**Excerpt provided**
Studio album by Raffaella Carrà
- Released: 1976
- Genre: Pop; Eurodisco;
- Label: CGD 81439
- Producer: Danilo Vaona (tracks 4, 6 and 8), Paolo Ormi (all others)

Raffaella Carrà chronology
| Felicità tà tà (1974) | Forte forte forte (1976) | Fiesta (1977) |

Singles from Joe Dassin (Si tu t'appelles Mélancolie)
- "Male / Sciocco" Released: 1975; "Tornerai / 53 53 456" Released: 1975; "Forte forte forte / A far l'amore comincia tu" Released: 1976;

= Forte forte forte =

Forte forte forte is a seventh studio album by Italian singer Raffaella Carrà. It was released in 1976 under the label CGD.

== Commercial performance ==
U.S. Billboard magazine reported in its 24 December 1977 issue that according to CBS Forte forte forte was among the company's top selling albums over the past month. The single 53.53.456 was certified gold in Canada.

**Provided records**
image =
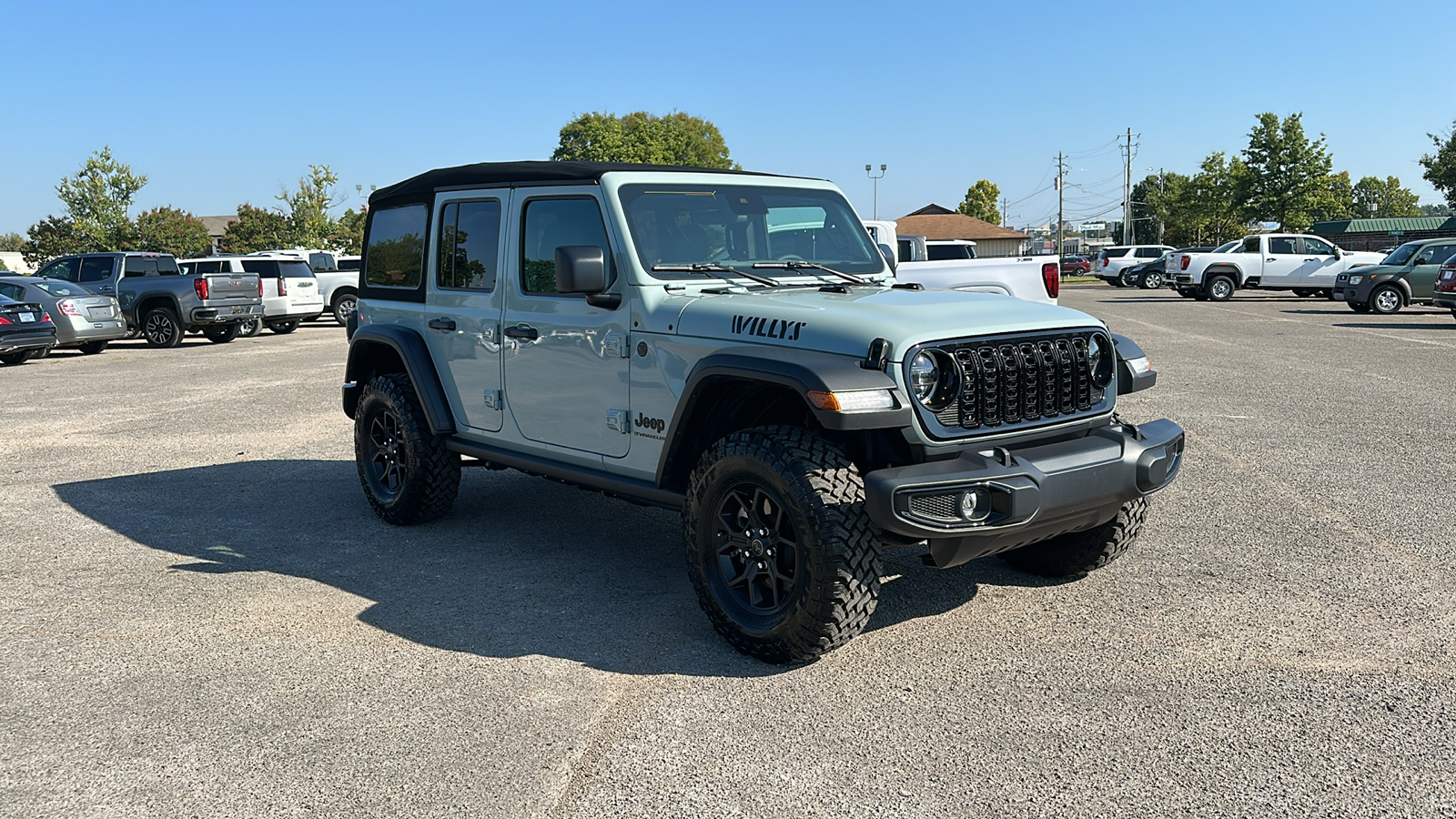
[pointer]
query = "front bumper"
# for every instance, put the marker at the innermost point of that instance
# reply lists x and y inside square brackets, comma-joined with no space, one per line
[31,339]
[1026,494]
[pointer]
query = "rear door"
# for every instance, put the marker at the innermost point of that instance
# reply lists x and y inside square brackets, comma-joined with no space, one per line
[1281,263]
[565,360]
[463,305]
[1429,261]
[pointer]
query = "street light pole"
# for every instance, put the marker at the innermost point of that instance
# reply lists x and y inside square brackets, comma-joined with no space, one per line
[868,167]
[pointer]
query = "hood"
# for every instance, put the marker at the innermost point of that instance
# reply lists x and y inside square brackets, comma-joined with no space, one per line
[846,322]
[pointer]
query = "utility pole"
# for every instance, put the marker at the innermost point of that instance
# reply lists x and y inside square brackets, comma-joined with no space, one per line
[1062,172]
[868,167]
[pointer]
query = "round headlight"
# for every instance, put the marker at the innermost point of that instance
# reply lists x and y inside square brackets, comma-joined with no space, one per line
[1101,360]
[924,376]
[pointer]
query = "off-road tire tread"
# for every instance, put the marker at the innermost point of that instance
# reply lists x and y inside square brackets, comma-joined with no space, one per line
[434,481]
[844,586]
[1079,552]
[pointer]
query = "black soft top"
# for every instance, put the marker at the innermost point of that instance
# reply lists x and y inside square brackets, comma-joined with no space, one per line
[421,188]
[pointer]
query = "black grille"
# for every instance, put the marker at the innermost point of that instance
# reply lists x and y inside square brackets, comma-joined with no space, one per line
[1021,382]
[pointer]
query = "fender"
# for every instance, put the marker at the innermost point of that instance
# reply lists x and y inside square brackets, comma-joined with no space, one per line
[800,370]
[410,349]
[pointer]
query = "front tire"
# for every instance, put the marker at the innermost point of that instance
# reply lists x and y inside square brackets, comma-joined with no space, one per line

**Directions**
1 – According to the album text, who produced tracks 4, 6 and 8?
2 – Rewrite the passage of the album text starting with "Singles from Joe" and going on through "gold in Canada.", substituting "label's" for "company's".

**Worked solutions**
1 – Danilo Vaona

2 –
Singles from Joe Dassin (Si tu t'appelles Mélancolie)
- "Male / Sciocco" Released: 1975; "Tornerai / 53 53 456" Released: 1975; "Forte forte forte / A far l'amore comincia tu" Released: 1976;

= Forte forte forte =

Forte forte forte is a seventh studio album by Italian singer Raffaella Carrà. It was released in 1976 under the label CGD.

== Commercial performance ==
U.S. Billboard magazine reported in its 24 December 1977 issue that according to CBS Forte forte forte was among the label's top selling albums over the past month. The single 53.53.456 was certified gold in Canada.